▸ Source text:
--

Activists have reported that hundreds of Pakistani Christian girls living in poverty are being trafficked to China on a market for brides at an alarmingly rapid pace that has boomed since October of last year. Pakistani parents in poor Christian families are being pressured to offer up their daughters to Chinese husbands, with some members of the clergy complicit in the smuggling operations and in other cases, even helping brokers scout for young brides.
This practice of smuggling “brides” to China has become well established in recent years; a result of Beijing’s one-child policy that skewed the gender balance of the population in favor of men. In this case, Pakistani parents receive several thousand dollars with a promise that their new Chinese sons-in-law are wealthy Christian converts. In reality, these men are neither.
“This is human smuggling,” said Aslam Augustine, the human rights and minorities minister in Pakistan’s Punjab province, in an interview with the AP. “Greed is really responsible for these marriages … I have met with some of these girls and they are very poor.”
Muqadas Ashraf is just one of these girls. At 16, her parents married her off to a Chinese man who had come to Pakistan looking for a bride. She is now back home country, pregnant and pursuing divorce from her abusive husband.

--

▸ Written request A: List every geographic name that appears in the article on Pakistani brides trafficked to China.
▸ Written request B: Extend the article on Pakistani brides trafficked to China, picking up after its final sentence.

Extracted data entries
--

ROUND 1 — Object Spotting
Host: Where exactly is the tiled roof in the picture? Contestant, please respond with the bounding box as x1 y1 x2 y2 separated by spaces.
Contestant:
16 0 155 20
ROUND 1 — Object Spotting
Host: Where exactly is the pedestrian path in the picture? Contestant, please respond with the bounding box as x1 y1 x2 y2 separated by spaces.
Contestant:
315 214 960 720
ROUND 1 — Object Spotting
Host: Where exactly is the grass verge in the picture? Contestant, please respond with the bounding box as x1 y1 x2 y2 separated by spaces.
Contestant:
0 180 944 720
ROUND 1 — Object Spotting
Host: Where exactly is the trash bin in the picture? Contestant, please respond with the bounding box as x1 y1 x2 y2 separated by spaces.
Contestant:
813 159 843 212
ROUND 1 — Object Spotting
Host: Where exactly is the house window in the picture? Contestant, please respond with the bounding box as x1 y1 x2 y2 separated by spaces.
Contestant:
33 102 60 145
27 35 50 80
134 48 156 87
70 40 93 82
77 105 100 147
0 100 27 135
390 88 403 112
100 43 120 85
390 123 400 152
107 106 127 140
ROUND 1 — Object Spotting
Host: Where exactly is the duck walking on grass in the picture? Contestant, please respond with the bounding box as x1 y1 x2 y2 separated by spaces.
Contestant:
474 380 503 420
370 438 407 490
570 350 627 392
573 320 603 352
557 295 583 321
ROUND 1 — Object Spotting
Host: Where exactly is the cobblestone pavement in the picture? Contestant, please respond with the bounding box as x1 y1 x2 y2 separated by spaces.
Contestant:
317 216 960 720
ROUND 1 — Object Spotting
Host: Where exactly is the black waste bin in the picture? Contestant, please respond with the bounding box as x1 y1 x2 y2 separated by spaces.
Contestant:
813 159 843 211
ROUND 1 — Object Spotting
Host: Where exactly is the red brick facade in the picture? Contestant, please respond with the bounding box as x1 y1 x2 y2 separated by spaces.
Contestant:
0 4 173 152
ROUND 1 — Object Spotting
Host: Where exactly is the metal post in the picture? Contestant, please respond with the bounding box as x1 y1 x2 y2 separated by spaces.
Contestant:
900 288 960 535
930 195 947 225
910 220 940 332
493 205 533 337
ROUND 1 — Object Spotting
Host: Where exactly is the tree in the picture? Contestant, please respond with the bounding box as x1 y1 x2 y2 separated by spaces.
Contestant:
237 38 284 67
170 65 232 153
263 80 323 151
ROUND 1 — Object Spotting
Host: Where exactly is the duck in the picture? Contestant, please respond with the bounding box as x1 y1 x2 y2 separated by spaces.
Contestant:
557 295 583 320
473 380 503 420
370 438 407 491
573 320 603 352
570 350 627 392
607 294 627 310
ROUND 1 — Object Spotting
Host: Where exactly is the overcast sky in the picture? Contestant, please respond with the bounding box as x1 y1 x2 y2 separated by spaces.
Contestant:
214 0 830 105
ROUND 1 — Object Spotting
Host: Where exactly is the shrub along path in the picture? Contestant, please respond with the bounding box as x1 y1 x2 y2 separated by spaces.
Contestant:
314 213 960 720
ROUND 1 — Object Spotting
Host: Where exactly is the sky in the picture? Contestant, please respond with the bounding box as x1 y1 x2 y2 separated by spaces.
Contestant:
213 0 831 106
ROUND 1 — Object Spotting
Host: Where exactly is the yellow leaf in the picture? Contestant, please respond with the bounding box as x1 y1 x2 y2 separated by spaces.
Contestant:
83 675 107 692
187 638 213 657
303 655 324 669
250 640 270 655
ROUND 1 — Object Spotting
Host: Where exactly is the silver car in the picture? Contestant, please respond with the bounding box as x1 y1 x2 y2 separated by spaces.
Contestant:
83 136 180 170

--

▸ Written answer A: China, Pakistan, Beijing, Punjab province

▸ Written answer B:
However, Muqadas’ mother Nasreen insists she believed she was offering her daughter a better life. “I really believed I was giving her a chance at a better life and also a better life for us,” Nasreen said. She was promised about $5,000, which included the cost of Muqadas’ wedding and wedding dress. “But I have not seen anything yet,” she said.
Pakistani custom demands that a bride’s family is responsible for providing a dowry to the groom. If a family is unable to provide what the husband and his family believe to be an adequate dowry, the bride is mistreated. As a result, daughters are often viewed as a burden to their families. An all-expense-paid wedding to a wealthy “Christian” foreigner by recommendation of a local priest or pastor is an offer too enticing for many poor Pakistani families to pass.
With the country’s overwhelmingly Muslim population of 200 million, Christians represent only 2.5 million and are Pakistan’s most deeply impoverished community, with little political or social support.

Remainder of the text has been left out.